Set tasks:
[A] In the forum thread on recessed can lights, what did the customer insist on for the office build-out after the architect specified 6" fluorescent cans?
[B] Reproduce the part of the forum thread on recessed can lights starting with "To make this" and going on through "sbrn33 (Mar 15, 2007)".

Quoted passage:
▼

3" gimbals ?? on that high a ceiling .,, that sorta like try to aim a crappy flashlight from ceiling to wall and not even that bright at all. 

I think that architect is brainless with common sense.


----------



## 360alaska (Aug 14, 2017)

To make this thread more complete I've actually taken it upon myself to order one Aspect LED 4.75 inch fixture for teardown, I'll post a teardown when I get it.

Thanks,
Josh


----------



## sbrn33 (Mar 15, 2007)

I ever tell you guys how ugly those shower lights are?


----------



## 360alaska (Aug 14, 2017)

sbrn33 said:


> I ever tell you guys how ugly those shower lights are?


They look the same on the website? Do you have a picture?


----------



## active1 (Dec 29, 2009)

Been out of resi for a while.
When I did it 6" was popular, 5" was not that distinguishable to the customer.
4" sold well on the high end.
Looks like track homes of all values still get the 6" cans around here.
For cut-in with no access I liked a big can hole to work with.

What's the most popular can size now for common & high end resi?


----------



## RePhase277 (Feb 5, 2008)

The last 6" can I touched, I was ripping it down with an Estwing. By far, 4" lights take the majority of the cans I put in. At least 4 cans a week. Even in the commercial spaces lately. I had an office build-out a few weeks ago where the cans were spec'd 6" fluorescent. The customer overrode the architect and insisted on 4" LED.


----------



## HackWork (Oct 2, 2009)

The 4" wafer style lights like we are talking about here are just very tiny. They look kinda odd. I like the look of the 6", plus it's easier to work with when snaking wires in and when placing one under a joist.


----------



## frenchelectrican (Mar 15, 2007)

HackWork said:


> The 4" wafer style lights like we are talking about here are just very tiny. They look kinda odd. I like the look of the 6", plus it's easier to work with when snaking wires in and when placing one under a joist.


I can see your point of view Hack., 

but what the wattage wise between those two if you dealt with them.?

Myself I rather use common 6 " verison as well it look better escpally on higher ceiling heights.,


----------



## HackWork (Oct 2, 2009)

The 6" is VERY bright, needs a dimmer.


----------



## frenchelectrican (Mar 15, 2007)

HackWork said:


> The 6" is VERY bright, needs a dimmer.


Yup.,, sunglasses time if you forgot the dimmer.


----------



## RePhase277 (Feb 5, 2008)

HackWork said:


> Look at me! I'm Hax. I put in 6" Lotus Lights because you're all stupid and less handsome than me. I don't work of a minivan because Aids. I have Amazon Prime, so go nibble your sister.


Your posts are getting angrier.


----------



## HackWork (Oct 2, 2009)

RePhase277 said:


> Your posts are getting angrier.


I have reported you to the forum security for changing my posts. This isn't a game.

▲

Data shown:
▼

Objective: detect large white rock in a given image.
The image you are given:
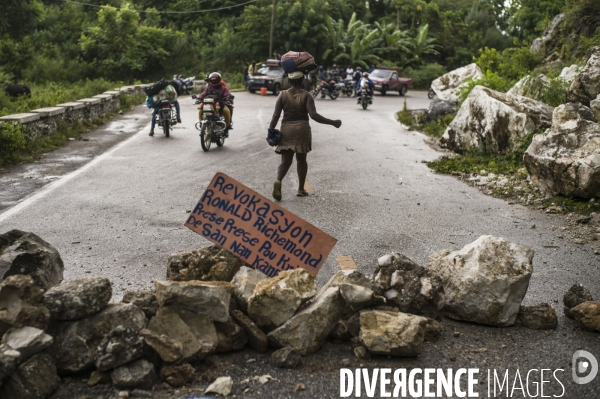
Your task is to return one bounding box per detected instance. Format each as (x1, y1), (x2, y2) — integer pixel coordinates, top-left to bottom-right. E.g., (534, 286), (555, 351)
(558, 64), (581, 83)
(431, 63), (483, 103)
(148, 306), (219, 361)
(269, 287), (346, 354)
(47, 303), (148, 373)
(523, 103), (600, 198)
(506, 74), (550, 98)
(373, 252), (445, 318)
(2, 327), (53, 361)
(427, 236), (534, 326)
(248, 269), (316, 329)
(359, 310), (427, 356)
(154, 281), (233, 322)
(231, 266), (268, 312)
(567, 46), (600, 107)
(44, 277), (112, 321)
(440, 86), (553, 153)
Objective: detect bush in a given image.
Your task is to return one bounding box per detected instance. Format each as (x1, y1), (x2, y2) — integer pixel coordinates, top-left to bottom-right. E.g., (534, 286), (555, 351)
(402, 63), (448, 90)
(0, 122), (27, 165)
(458, 70), (516, 105)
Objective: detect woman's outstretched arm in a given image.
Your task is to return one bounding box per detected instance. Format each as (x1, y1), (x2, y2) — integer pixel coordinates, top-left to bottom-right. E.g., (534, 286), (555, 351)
(269, 93), (283, 129)
(308, 95), (342, 128)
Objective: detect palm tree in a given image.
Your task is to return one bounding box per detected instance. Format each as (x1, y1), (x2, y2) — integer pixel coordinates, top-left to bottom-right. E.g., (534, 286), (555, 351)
(323, 13), (364, 64)
(334, 25), (384, 69)
(409, 24), (439, 66)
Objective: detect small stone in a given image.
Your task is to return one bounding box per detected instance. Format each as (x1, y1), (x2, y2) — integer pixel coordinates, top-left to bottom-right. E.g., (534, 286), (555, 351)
(87, 370), (111, 387)
(271, 347), (302, 369)
(160, 363), (196, 387)
(354, 346), (371, 359)
(204, 377), (233, 396)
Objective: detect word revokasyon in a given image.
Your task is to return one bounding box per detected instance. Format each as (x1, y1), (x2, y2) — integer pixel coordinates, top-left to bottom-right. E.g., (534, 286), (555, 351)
(340, 368), (565, 398)
(186, 174), (335, 277)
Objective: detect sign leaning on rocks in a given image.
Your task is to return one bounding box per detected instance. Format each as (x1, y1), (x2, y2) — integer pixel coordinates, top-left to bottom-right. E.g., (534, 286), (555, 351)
(185, 173), (337, 277)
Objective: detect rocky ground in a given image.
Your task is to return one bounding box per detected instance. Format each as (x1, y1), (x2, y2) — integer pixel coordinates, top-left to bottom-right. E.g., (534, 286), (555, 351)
(440, 168), (600, 255)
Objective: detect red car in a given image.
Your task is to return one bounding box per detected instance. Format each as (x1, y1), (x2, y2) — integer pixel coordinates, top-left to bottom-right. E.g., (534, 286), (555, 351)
(369, 69), (412, 96)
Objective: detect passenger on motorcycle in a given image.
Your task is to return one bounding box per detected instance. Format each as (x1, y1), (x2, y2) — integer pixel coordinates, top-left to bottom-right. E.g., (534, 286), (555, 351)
(198, 72), (233, 137)
(356, 72), (375, 103)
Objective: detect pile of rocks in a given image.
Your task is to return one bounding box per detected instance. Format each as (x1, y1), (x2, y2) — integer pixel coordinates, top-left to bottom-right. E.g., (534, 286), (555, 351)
(0, 231), (584, 399)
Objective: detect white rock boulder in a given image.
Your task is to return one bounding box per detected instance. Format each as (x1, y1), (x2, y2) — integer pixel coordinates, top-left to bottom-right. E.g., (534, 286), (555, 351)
(154, 281), (233, 322)
(248, 269), (317, 329)
(440, 86), (553, 153)
(359, 310), (427, 356)
(567, 46), (600, 107)
(523, 103), (600, 198)
(427, 236), (534, 326)
(269, 287), (346, 355)
(431, 63), (483, 103)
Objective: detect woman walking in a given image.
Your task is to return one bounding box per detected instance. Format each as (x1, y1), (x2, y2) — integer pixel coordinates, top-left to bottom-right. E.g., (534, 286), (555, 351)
(269, 72), (342, 201)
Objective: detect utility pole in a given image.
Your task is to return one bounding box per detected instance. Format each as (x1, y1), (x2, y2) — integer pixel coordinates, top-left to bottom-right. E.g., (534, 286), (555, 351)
(267, 0), (277, 58)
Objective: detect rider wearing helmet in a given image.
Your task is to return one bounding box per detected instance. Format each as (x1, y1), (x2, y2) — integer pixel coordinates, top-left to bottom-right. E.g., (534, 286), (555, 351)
(198, 72), (233, 137)
(356, 72), (375, 103)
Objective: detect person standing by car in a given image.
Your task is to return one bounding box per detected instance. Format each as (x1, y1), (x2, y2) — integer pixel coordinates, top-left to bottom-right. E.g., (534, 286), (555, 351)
(269, 72), (342, 201)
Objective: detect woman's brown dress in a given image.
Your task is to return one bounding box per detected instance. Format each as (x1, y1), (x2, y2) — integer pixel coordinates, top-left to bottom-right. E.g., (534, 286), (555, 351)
(275, 90), (312, 154)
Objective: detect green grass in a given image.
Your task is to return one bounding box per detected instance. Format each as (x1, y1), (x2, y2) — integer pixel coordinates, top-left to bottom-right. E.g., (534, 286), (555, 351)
(544, 195), (600, 214)
(0, 93), (146, 166)
(0, 79), (122, 116)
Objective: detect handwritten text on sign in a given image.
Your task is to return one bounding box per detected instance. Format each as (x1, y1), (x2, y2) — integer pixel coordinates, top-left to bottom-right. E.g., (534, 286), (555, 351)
(185, 173), (337, 277)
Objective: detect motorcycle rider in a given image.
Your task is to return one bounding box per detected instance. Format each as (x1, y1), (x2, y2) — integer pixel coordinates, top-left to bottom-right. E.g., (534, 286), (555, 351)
(198, 72), (233, 137)
(352, 66), (362, 96)
(356, 72), (375, 104)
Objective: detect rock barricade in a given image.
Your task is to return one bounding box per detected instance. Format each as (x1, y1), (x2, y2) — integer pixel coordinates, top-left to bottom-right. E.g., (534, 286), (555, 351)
(248, 269), (316, 329)
(427, 236), (534, 326)
(567, 47), (600, 107)
(359, 310), (427, 357)
(0, 230), (64, 290)
(167, 245), (243, 281)
(431, 63), (483, 103)
(440, 86), (553, 154)
(523, 103), (600, 198)
(44, 277), (112, 321)
(373, 252), (445, 318)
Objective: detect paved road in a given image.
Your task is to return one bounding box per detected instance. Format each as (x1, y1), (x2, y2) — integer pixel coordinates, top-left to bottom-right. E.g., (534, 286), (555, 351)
(0, 92), (600, 398)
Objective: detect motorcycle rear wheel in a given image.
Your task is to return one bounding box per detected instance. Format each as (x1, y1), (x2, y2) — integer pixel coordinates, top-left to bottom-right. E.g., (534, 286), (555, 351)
(163, 119), (169, 137)
(200, 123), (212, 152)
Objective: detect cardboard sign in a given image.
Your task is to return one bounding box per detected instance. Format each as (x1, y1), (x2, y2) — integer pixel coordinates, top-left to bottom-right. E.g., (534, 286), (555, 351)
(185, 173), (337, 277)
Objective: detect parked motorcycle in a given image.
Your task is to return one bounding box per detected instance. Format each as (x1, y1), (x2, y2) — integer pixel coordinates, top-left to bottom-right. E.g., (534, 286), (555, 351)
(192, 95), (227, 152)
(356, 80), (373, 109)
(155, 100), (177, 137)
(341, 80), (354, 97)
(312, 81), (341, 100)
(181, 76), (196, 94)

▲

Answer list:
[A] 4" LED lights.

[B]
To make this thread more complete I've actually taken it upon myself to order one Aspect LED 4.75 inch fixture for teardown, I'll post a teardown when I get it.

Thanks,
Josh


----------



## sbrn33 (Mar 15, 2007)